→ **Extracted data**
= Beginning of Section =

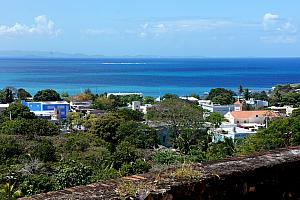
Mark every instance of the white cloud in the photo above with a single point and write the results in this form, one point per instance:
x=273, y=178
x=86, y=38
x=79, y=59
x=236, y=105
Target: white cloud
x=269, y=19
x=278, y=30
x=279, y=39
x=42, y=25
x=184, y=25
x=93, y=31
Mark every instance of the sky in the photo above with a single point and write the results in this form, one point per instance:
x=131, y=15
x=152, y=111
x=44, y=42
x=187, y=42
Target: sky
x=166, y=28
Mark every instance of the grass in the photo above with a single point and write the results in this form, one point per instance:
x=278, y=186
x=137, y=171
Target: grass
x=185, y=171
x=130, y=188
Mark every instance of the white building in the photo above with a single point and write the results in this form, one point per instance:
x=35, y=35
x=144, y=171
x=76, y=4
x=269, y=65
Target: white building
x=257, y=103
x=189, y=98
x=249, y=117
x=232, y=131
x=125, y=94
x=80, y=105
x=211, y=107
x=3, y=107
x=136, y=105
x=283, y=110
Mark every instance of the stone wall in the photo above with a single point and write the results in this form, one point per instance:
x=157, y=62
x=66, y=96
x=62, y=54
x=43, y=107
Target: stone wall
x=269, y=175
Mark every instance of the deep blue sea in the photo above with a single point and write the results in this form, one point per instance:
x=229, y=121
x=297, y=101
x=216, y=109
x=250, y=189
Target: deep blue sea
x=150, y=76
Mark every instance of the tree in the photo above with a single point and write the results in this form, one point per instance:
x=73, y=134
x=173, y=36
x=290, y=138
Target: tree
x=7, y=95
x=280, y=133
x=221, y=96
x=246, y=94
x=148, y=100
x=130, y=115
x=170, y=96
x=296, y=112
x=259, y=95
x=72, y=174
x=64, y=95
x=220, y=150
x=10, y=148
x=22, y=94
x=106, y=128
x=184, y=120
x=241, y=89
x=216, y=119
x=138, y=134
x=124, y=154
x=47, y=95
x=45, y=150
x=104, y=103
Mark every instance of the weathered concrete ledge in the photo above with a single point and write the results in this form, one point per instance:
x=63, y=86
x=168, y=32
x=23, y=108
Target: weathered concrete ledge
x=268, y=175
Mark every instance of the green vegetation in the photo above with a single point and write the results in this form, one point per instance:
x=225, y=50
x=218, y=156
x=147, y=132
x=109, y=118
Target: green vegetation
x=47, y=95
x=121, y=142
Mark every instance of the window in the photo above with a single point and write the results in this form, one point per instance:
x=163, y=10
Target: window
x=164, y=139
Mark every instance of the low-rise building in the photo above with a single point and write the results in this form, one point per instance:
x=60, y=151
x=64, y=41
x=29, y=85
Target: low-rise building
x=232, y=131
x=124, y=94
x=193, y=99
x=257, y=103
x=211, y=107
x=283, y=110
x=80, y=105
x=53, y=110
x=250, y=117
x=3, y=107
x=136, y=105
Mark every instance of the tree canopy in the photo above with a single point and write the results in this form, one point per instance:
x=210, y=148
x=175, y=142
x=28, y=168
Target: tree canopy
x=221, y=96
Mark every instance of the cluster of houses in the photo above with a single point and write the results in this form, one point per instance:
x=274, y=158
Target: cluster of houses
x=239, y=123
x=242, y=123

= End of Section =
= Beginning of Section =

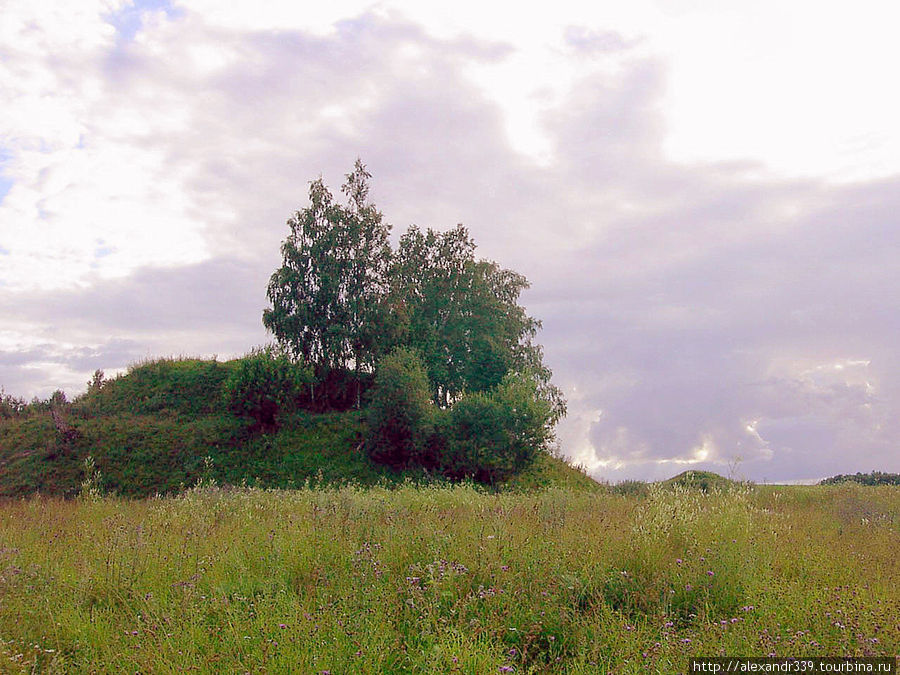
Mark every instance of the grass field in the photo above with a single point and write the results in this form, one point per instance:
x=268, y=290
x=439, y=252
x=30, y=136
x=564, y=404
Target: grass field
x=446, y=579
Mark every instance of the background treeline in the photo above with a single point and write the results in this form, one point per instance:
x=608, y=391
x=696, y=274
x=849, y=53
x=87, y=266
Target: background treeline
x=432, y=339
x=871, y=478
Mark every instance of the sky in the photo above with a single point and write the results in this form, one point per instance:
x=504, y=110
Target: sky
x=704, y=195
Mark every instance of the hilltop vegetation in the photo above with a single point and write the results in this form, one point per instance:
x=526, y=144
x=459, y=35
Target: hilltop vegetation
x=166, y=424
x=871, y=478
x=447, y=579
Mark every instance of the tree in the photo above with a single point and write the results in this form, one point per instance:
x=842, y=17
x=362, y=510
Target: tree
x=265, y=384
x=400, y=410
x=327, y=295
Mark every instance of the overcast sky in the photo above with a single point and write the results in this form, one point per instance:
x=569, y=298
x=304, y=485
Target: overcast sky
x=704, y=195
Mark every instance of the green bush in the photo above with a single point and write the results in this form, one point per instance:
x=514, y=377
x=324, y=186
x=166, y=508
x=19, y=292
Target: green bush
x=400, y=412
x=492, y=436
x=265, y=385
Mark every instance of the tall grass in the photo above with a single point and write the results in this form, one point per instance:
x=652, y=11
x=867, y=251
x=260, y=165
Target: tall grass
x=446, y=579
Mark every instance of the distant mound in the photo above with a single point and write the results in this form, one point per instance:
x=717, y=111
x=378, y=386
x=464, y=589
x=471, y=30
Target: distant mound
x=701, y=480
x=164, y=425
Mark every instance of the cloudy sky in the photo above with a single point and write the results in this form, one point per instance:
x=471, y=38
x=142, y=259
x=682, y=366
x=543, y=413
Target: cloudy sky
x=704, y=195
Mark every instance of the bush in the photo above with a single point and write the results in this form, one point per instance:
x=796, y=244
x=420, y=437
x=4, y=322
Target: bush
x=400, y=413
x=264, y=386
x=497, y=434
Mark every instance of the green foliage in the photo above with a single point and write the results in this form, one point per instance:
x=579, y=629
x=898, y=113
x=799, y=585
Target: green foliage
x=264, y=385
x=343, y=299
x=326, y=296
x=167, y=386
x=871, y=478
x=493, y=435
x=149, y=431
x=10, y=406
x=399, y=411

= End of Section =

→ **Task instructions**
Begin with the line above that has "x=173, y=36" and continue through the line that has "x=109, y=118", setting each one down exactly. Stop there.

→ **Output**
x=173, y=36
x=290, y=138
Target: tree
x=7, y=95
x=280, y=133
x=221, y=96
x=246, y=94
x=148, y=100
x=130, y=115
x=170, y=96
x=296, y=112
x=259, y=95
x=72, y=174
x=64, y=95
x=220, y=150
x=10, y=148
x=22, y=94
x=106, y=128
x=184, y=120
x=241, y=89
x=216, y=119
x=138, y=134
x=124, y=154
x=47, y=95
x=45, y=150
x=104, y=103
Mark every instance of the weathered concrete ledge in the photo above with a single point and write the results in this form, one point per instance:
x=63, y=86
x=168, y=32
x=23, y=108
Target: weathered concrete ledge
x=268, y=175
Mark every instance of the green vegetation in the photo above with a single point and write the results in this form, one point per instance:
x=225, y=50
x=218, y=156
x=147, y=132
x=109, y=118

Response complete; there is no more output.